Énoncé A:
Répondez aux questions suivantes à l'aide de l'extrait sur la Cour internationale de Justice.
(i) Dans quelle ville siège la Cour internationale de Justice ?
(ii) En quelle année la CIJ a-t-elle ordonné aux Britanniques de rendre les Chagos ?
(iii) Combien de soldats ont été tués depuis le début de l'incursion terrestre dans la bande de Gaza ?
Énoncé B: Citez sans rien changer tout ce qui va de «Israël, qui devait» jusqu'à «On attend toujours...» dans l'extrait sur la Cour internationale de Justice.
Énoncé C: Prolongez l'extrait sur la Cour internationale de Justice en reprenant juste après sa dernière phrase.

Extrait choisi:
* * * * * * * * *
Israël, qui devait s'exprimer vendredi devant les magistrats de la Cour internationale de Justice (CIJ), qui siège à La Haye, a pour sa part qualifié toute cette affaire «d'absurde» et «atroce» et accuse Pretoria de se comporter comme «le bras juridique de l'organisation terroriste Hamas». Pour ce qui est d'une procédure d'urgence, la CIJ pourrait se prononcer dans quelques semaines. Ses décisions sont sans appel et juridiquement contraignantes, mais elle n'a aucun pouvoir pour les faire appliquer. Elle a, par exemple, déjà ordonné à la Russie de suspendre son invasion de l'Ukraine. Mieux : en 2019, la CIJ avait ordonné aux Britanniques de nous rendre les Chagos «le plus rapidement possible». On attend toujours...

Ne nous égarons pas sur la mappemonde. Que répondent nos hôtes aux accusations venant de nombreux pays face à la situation vis-à-vis des Palestiniens ? «Nous ne sommes pas en guerre contre les Palestiniens mais contre le Hamas», lâche Yael Vias Gvirtzman, avocate spécialisée en droit international et les violences sexuelles. «D'ailleurs, ce qui s'est passé le 7 octobre, on le définit en droit pénal international de crime contre l'humanité...» Des crimes atroces, il y en a à Gaza aussi, avec plus de 20 000 morts donc selon les chiffres du Hamas. Côté israélien, 1 140 décès sont dénombrés, alors que 185 soldats ont été tués depuis le début de l'incursion terrestre dans la bande de Gaza fin octobre dans le cadre d'une opération visant à éliminer les dirigeants du Hamas et à libérer les 240 otages enlevés lors de l'assaut lancé par le groupe terroriste palestinien il y a un peu plus de trois mois donc...
* * * * * * * * *
Données:
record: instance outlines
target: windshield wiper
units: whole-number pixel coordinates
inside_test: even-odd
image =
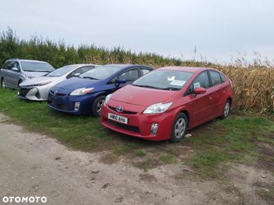
[[[154,86],[151,86],[151,85],[134,85],[134,84],[132,84],[132,85],[134,85],[134,86],[142,87],[153,88],[153,89],[162,89],[161,87],[154,87]]]
[[[161,88],[161,89],[162,90],[181,90],[180,88],[171,87],[164,87],[164,88]]]
[[[92,78],[92,77],[88,77],[88,76],[84,76],[84,77],[83,77],[83,79],[92,79],[92,80],[99,80],[99,79],[95,79],[95,78]]]
[[[24,70],[24,71],[27,71],[27,72],[51,72],[51,71],[48,71],[48,70]]]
* * * * * * * * *
Corrigé A:
(i) La Haye.
(ii) En 2019.
(iii) 185 soldats.

Corrigé B:
Israël, qui devait s'exprimer vendredi devant les magistrats de la Cour internationale de Justice (CIJ), qui siège à La Haye, a pour sa part qualifié toute cette affaire «d'absurde» et «atroce» et accuse Pretoria de se comporter comme «le bras juridique de l'organisation terroriste Hamas». Pour ce qui est d'une procédure d'urgence, la CIJ pourrait se prononcer dans quelques semaines. Ses décisions sont sans appel et juridiquement contraignantes, mais elle n'a aucun pouvoir pour les faire appliquer. Elle a, par exemple, déjà ordonné à la Russie de suspendre son invasion de l'Ukraine. Mieux : en 2019, la CIJ avait ordonné aux Britanniques de nous rendre les Chagos «le plus rapidement possible». On attend toujours...

Corrigé C:
Dans le minibus qui conduit les journalistes jusqu'à la base militaire de Tzrifin, située dans la banlieue de Tel-Aviv, notre guide, Charles Ayache, véritable encyclopédie historique et bible culturelle, nous mitraille d'informations. Sur place, Tsahal (NdlR, Tsva Haganah 'Le Israel', «forces de défense d'Israël»), entrepose les armes utilisées par le Hamas lors des attaques du 7 octobre. Si certaines semblent tout droit sorties du musée de Mahébourg, de par leur aspect rouillé et vétuste, c'est parce qu'elles sont anciennes, originaires d'Iran ou de Corée du Nord et de Russie. Mais toujours capables de provoquer un carnage, assure le lieutenantcolonel Idan Sharon-Kettler, qui nous conseille de faire attention où nous mettons les pieds, histoire de ne pas finir en pièces détachées. Parmi elles : des mines antipersonnel, des drones-suicides, des kalachnikovs, des tuyaux d'arrosage remplis d'explosifs... Des engins parfois artisanaux qui ont déchiqueté de la chair humaine, fait taire des voix, des rires, anéanti des rêves à tout jamais.

((De g. à dr.) Trio de choc : «Autorité», Rodrigue et Abdoulaye Cisse dit 'Leader', de GFM TV du Sénégal.)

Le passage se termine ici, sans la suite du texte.